EXERCISE PROMPT :: With images removed, return the whole listing exactly as written.

(DATA EXTRACTS begins)

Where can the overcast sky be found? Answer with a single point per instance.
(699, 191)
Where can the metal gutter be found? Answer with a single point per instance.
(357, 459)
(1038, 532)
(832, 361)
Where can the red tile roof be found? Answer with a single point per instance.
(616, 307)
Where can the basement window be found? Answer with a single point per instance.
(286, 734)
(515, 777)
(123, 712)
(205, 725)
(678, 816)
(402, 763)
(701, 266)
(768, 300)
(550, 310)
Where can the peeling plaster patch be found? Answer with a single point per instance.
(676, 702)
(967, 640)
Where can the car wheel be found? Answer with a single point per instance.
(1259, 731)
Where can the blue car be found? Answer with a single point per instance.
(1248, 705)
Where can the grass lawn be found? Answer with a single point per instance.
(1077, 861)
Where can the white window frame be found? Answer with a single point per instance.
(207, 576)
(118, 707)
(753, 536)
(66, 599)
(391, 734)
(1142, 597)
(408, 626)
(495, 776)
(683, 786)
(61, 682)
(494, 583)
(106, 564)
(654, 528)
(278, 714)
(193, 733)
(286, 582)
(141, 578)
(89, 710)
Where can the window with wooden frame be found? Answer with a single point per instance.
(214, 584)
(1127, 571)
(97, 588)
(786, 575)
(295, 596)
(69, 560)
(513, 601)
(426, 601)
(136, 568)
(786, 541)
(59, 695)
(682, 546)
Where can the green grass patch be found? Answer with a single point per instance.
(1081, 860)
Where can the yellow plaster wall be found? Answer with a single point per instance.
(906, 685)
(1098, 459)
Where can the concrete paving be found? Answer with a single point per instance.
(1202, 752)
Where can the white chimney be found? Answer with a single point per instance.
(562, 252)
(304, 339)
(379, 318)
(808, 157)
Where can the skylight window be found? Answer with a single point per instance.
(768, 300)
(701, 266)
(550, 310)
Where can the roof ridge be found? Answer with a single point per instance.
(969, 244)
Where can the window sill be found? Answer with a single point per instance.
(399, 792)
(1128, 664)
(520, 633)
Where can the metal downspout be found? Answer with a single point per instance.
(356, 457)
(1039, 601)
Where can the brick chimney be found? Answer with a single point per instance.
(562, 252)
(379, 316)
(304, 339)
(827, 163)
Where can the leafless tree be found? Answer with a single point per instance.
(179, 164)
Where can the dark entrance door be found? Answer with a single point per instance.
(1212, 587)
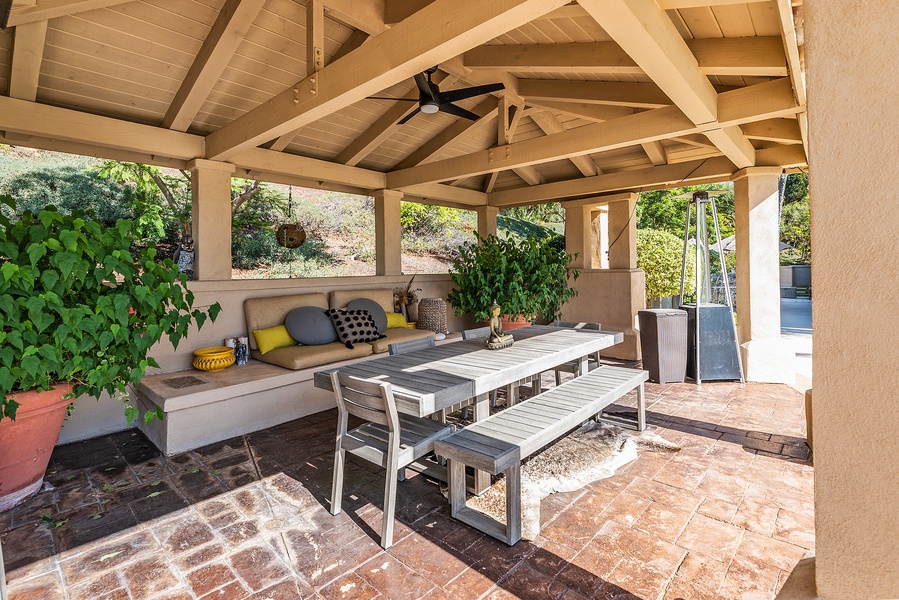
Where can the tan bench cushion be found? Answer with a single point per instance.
(398, 335)
(304, 357)
(272, 310)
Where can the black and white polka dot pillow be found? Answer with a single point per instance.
(354, 326)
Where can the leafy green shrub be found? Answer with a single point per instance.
(526, 278)
(660, 256)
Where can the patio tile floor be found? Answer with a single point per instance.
(726, 517)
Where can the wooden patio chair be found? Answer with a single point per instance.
(573, 366)
(388, 439)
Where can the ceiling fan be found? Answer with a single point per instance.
(432, 100)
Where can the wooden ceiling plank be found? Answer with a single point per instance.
(784, 131)
(486, 110)
(656, 153)
(619, 133)
(384, 127)
(27, 56)
(758, 56)
(647, 34)
(687, 173)
(424, 39)
(30, 118)
(226, 34)
(634, 95)
(550, 124)
(51, 9)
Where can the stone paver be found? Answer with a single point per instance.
(726, 517)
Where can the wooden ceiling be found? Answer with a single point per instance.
(600, 95)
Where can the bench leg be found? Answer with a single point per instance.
(456, 479)
(641, 409)
(513, 503)
(481, 412)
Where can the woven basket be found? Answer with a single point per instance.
(432, 315)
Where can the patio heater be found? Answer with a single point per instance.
(713, 352)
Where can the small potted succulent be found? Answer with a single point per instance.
(528, 278)
(78, 316)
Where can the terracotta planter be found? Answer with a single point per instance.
(27, 442)
(515, 323)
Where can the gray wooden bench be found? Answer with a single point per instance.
(500, 442)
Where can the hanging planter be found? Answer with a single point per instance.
(290, 235)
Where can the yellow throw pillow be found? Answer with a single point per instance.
(396, 321)
(273, 338)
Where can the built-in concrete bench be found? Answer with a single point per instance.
(500, 442)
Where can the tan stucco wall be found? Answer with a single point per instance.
(854, 176)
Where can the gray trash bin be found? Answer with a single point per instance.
(663, 338)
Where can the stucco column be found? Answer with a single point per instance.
(210, 184)
(623, 233)
(487, 220)
(388, 232)
(766, 358)
(579, 235)
(600, 225)
(851, 50)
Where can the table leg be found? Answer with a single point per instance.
(481, 412)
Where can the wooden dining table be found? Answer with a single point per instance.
(429, 380)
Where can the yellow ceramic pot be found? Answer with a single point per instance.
(214, 358)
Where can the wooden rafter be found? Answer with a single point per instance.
(51, 9)
(688, 173)
(27, 56)
(446, 138)
(550, 124)
(424, 39)
(227, 32)
(385, 126)
(743, 105)
(757, 56)
(649, 37)
(633, 95)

(DATA EXTRACTS ends)

RESULT FOR THIS EXERCISE ::
Where can the overcast sky be found? Answer with a single point per instance.
(699, 191)
Where can the metal gutter be found? Answer with a single point per instance.
(357, 459)
(1038, 532)
(832, 361)
Where can the red tile roof be found? Answer with a single point per instance.
(616, 307)
Where can the basement window be found? Answer with a single point per instance.
(286, 734)
(515, 777)
(123, 712)
(205, 725)
(678, 816)
(402, 763)
(701, 266)
(768, 300)
(550, 310)
Where can the peeling plaster patch be found? Answer with a single point per instance.
(676, 702)
(967, 640)
Where can the car wheel be found? Answer with a single point per instance.
(1259, 731)
Where can the blue car be found? Answer with a single point per instance.
(1248, 705)
Where can the grass lawn be found? Answer with a single point per instance.
(1077, 861)
Where can the white window frame be found? Answer with a single point per instance.
(207, 576)
(118, 707)
(753, 536)
(66, 599)
(391, 734)
(1142, 597)
(408, 626)
(495, 776)
(683, 786)
(61, 682)
(494, 583)
(106, 564)
(654, 528)
(278, 714)
(193, 733)
(286, 582)
(141, 578)
(89, 710)
Where can the window with wooden frame be found? Answer with a single point per instance.
(214, 584)
(1127, 571)
(97, 588)
(786, 575)
(295, 596)
(69, 560)
(513, 601)
(426, 601)
(136, 568)
(786, 541)
(59, 695)
(682, 546)
Where can the green grass patch be found? Answer with a single point per instance.
(1081, 860)
Where can the yellow plaster wall be found? Answer with a single point per instance.
(906, 685)
(1098, 459)
Where can the concrete paving be found? Answer with a single point per instance.
(1202, 752)
Where can the white chimney be found? Answer with a single point per instance.
(562, 252)
(304, 339)
(379, 318)
(808, 157)
Where can the skylight window be found? Answer with a single point per instance.
(768, 300)
(701, 266)
(550, 310)
Where can the roof ridge be found? Answer with a single point per instance.
(969, 244)
Where can the window sill be found? Answer with a single point per instance.
(399, 792)
(1128, 664)
(520, 633)
Where can the metal downspout be found? Answer with a single point per instance.
(356, 457)
(1039, 601)
Where can the brick chimney be found? Answer with a single point per instance.
(562, 252)
(379, 316)
(304, 339)
(827, 163)
Where can the leafless tree be found? Answer with a single point per instance.
(179, 164)
Where can the dark entrance door be found? Answer with a single point per instance.
(1212, 587)
Where can the tan bench cushion be found? Answer with a single point per instance.
(398, 335)
(304, 357)
(272, 310)
Where can the black and white polka dot pillow be found? Answer with a single point per instance.
(354, 326)
Where can the leafy green shrub be found? Answer with a single point per instance.
(526, 278)
(660, 256)
Where can the patio tile floor be found? Answer with a single point per instance.
(726, 517)
Where can the wooden patio chair be found? Answer with a single point per instance.
(573, 366)
(388, 439)
Where can the ceiling fan be found? Answer with a single point per instance.
(432, 100)
Where can the wooden ceiling plank be found? Answer with a single point per instance.
(784, 131)
(486, 110)
(656, 153)
(619, 133)
(384, 127)
(27, 56)
(758, 56)
(647, 34)
(687, 173)
(424, 39)
(30, 118)
(226, 34)
(634, 95)
(550, 124)
(51, 9)
Where can the stone paver be found? Answer with a single point per instance.
(726, 517)
Where can the wooden ceiling be found? Answer with a single point per instance.
(600, 95)
Where can the bench leg be found? Answer with a single point per instance.
(456, 479)
(641, 409)
(513, 503)
(481, 412)
Where can the woven basket be found? Answer with a single point per instance.
(432, 315)
Where can the patio heater be found? Answer with a single point per instance.
(713, 352)
Where can the small potted succulent be found? Answer with a single point per instance.
(528, 278)
(78, 316)
Where can the terracotta planter be found? Answer with a single point per instance.
(27, 442)
(515, 323)
Where can the gray wooden bench be found? Answer with a single point per instance.
(500, 442)
Where can the hanging planter be found? Answer with a single point per instance.
(290, 235)
Where can the yellow throw pillow be found? Answer with a single point per instance.
(396, 321)
(273, 338)
Where can the built-in concrete bench be found? Answer with a single point per instance.
(500, 442)
Where can the tan stucco wall be found? Answer with a single point per instance.
(854, 176)
Where can the gray trash bin be found? Answer with a single point per instance.
(663, 338)
Where can the stucco column be found? Answer with a single point per instance.
(210, 184)
(623, 233)
(487, 220)
(388, 232)
(766, 358)
(579, 235)
(600, 225)
(851, 50)
Where can the table leg be found? Answer with a single point per instance.
(481, 412)
Where can the wooden dining table be found? Answer with a single point per instance.
(429, 380)
Where can the yellow ceramic pot be found? Answer with a single point per instance.
(214, 358)
Where can the wooden rafter be found? Answer with a single point per instance.
(51, 9)
(688, 173)
(27, 56)
(446, 138)
(550, 124)
(424, 39)
(227, 32)
(385, 126)
(743, 105)
(757, 56)
(649, 37)
(633, 95)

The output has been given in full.